[Required work] Work through the records that follow and return each line containing the word "cream".

[Listed entries]
▼

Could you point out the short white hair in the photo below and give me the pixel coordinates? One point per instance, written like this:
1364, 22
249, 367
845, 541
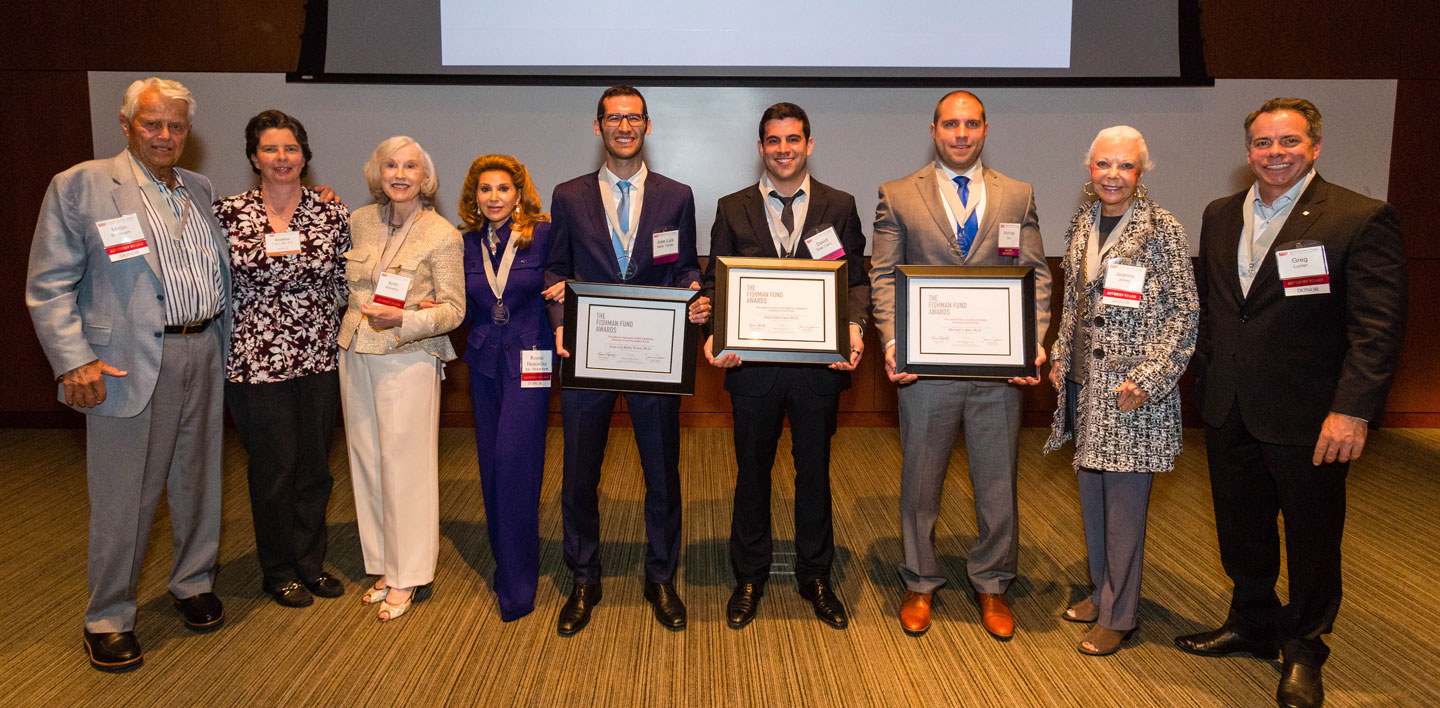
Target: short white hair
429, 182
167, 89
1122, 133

▲
▼

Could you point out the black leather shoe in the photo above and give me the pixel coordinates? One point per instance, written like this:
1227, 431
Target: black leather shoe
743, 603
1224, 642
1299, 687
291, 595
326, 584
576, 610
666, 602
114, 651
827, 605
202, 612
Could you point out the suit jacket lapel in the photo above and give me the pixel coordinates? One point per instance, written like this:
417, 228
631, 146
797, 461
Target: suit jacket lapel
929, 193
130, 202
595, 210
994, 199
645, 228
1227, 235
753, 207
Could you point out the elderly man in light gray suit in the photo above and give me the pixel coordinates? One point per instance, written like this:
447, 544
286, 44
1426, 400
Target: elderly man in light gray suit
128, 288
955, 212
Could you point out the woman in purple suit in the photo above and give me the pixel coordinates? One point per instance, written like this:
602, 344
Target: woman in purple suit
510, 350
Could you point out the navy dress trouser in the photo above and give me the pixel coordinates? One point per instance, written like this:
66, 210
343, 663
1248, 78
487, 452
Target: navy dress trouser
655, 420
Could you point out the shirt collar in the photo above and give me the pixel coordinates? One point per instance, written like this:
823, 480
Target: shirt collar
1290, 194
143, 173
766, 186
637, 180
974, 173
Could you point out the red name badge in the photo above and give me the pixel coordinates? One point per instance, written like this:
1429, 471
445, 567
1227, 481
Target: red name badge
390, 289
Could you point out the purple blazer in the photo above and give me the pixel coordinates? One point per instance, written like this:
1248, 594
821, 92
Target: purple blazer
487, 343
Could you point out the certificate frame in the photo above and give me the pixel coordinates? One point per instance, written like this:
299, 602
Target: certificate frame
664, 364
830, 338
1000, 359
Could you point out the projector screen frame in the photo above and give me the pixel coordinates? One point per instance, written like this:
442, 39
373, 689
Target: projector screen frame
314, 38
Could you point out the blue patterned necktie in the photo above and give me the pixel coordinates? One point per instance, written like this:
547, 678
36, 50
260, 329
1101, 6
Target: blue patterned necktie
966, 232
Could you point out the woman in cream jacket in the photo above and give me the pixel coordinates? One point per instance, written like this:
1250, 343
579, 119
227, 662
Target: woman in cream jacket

▲
▼

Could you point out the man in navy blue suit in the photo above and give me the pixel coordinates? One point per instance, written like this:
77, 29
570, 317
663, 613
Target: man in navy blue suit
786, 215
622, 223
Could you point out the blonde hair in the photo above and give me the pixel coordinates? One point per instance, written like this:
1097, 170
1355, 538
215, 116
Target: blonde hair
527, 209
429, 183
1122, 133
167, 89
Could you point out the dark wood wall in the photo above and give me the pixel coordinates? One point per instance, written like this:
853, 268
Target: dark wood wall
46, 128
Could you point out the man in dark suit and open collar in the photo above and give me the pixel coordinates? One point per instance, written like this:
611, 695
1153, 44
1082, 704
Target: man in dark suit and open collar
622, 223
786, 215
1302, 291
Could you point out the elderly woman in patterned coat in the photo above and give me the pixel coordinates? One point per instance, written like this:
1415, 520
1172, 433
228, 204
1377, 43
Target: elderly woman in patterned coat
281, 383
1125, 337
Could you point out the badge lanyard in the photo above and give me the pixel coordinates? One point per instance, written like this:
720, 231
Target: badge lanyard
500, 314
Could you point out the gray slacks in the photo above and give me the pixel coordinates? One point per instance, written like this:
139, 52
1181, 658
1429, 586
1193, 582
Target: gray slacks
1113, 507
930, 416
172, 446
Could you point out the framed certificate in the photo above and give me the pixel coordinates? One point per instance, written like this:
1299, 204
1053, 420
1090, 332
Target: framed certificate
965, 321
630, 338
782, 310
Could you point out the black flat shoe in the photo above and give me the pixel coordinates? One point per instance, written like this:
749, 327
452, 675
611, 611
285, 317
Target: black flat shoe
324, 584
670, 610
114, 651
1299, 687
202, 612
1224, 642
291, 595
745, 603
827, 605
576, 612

▲

[Task result]
Could you point out the woman in cream jacket in the photo above and give me the pixel coordinates? One point per instance, written like this:
Target: woman in cream jacket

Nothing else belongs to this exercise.